- [Trecho do texto]

“Acredito na nossa potência de mudar a história”

O entrevistado do jornal Inverta é o professor e jurista José Luiz Quadros de Magalhães. Mineiro de Belo Horizonte.

O entrevistado do jornal Inverta é o professor e jurista José Luiz Quadros de Magalhães. Mineiro de Belo Horizonte, Quadros é graduado em Língua e Literatura Francesa pela Universidade Nancy II (1983); Bacharel, Mestre e Doutor em Direito pela Universidade Federal de Minas Gerais (1986, 1991 e 1996, respectivamente). Atualmente é professor titular da Pontifícia Universidade Católica de Minas Gerais, professor associado da Universidade Federal de Minas Gerais, coordenador do curso de Direito do Instituto Metodista Izabela Hendrix, e professor dos cursos de Graduação e Pós-Graduação da Universidade Santa Úrsula (Rio de Janeiro). Foi presidente nacional (Brasil) da Rede para um Constitucionalismo Democrático Latino-Americano no período de 2016 a 2018 e presidente da Red Internacional para un Constitucionalismo Democrático en Latinoamerica, com sede em Quito, Equador, no período de 2017 a 2019. Foi professor visitante no Mestrado em Filosofia da Universidad Libre de Bogotá (Colômbia); do Doutorado da Faculdade de Direito de la Universidad de Buenos Aires (Argentina); na Facultad de Derecho de la Universidad de la Habana (Cuba) e pesquisador na Universidad Nacional Autónoma de México. Possui diversos livros e artigos científicos e jornalísticos publicados. Tem experiência na área de Direito, com ênfase em Direito Constitucional, Internacional, Teoria do Estado e da Constituição, atuando principalmente nos seguintes temas: plurinacionalidade, diversidade, democracia, federalismo, direitos humanos, poder, ideologia e constituição.

INV - Quem é José Luiz Quadros de Magalhães?

JLQ - Sou um pai, amigo, filho, professor, escritor. Sou apaixonado. Acredito na nossa potência de mudar a história e construir uma sociedade ética, com direito, sem patrão, sem egoísmo, sem Estado, uma sociedade horizontal, diversa, livre, solidária, livre do mal: uma sociedade comunista.

INV - Qual a relação que se pode traçar entre as manifestações de 2013, o resultado das eleições de 2014 e o impeachment da presidenta Dilma Rousseff em 2016? E qual o significado para o mundo jurídico?

- [Entradas listadas]
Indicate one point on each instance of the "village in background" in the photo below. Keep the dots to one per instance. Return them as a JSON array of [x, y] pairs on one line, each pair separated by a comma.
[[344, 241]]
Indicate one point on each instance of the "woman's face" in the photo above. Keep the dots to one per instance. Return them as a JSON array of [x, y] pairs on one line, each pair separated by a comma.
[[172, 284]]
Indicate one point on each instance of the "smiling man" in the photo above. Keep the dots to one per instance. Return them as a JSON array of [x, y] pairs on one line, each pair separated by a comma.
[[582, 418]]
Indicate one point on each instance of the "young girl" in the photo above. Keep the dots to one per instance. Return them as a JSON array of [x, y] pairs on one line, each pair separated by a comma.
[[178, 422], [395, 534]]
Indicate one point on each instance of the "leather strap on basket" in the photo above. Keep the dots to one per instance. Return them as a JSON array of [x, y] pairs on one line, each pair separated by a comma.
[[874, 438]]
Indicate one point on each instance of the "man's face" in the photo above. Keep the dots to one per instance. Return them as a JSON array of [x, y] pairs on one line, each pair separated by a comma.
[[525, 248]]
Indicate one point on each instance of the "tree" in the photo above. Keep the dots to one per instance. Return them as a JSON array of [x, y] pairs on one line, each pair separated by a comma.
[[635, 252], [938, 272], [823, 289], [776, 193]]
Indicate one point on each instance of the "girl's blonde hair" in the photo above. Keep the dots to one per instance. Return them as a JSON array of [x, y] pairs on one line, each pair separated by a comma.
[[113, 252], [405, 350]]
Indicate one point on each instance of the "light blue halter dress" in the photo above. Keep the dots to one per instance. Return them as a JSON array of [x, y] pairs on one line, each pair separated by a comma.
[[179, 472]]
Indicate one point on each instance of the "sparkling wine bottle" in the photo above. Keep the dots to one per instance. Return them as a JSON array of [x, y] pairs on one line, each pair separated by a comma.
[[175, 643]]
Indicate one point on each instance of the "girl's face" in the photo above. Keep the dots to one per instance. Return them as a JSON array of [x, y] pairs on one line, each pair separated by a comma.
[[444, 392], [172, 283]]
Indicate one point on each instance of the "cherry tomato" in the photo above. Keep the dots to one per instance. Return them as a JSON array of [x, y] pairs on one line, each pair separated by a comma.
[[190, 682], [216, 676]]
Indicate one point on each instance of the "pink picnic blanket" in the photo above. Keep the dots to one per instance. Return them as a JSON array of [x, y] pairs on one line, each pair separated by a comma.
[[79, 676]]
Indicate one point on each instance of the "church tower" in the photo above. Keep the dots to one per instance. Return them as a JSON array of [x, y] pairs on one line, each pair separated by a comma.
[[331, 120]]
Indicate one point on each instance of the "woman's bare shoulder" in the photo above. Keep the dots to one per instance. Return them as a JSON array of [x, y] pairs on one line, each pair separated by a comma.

- [Enunciado] Repita literalmente o trecho da entrevista que começa em "JLQ - Sou um" e vai até "o mundo jurídico?", incluindo essas palavras finais. As entradas não têm nenhum papel nesta tarefa.

- [Resolução]
JLQ - Sou um pai, amigo, filho, professor, escritor. Sou apaixonado. Acredito na nossa potência de mudar a história e construir uma sociedade ética, com direito, sem patrão, sem egoísmo, sem Estado, uma sociedade horizontal, diversa, livre, solidária, livre do mal: uma sociedade comunista.

INV - Qual a relação que se pode traçar entre as manifestações de 2013, o resultado das eleições de 2014 e o impeachment da presidenta Dilma Rousseff em 2016? E qual o significado para o mundo jurídico?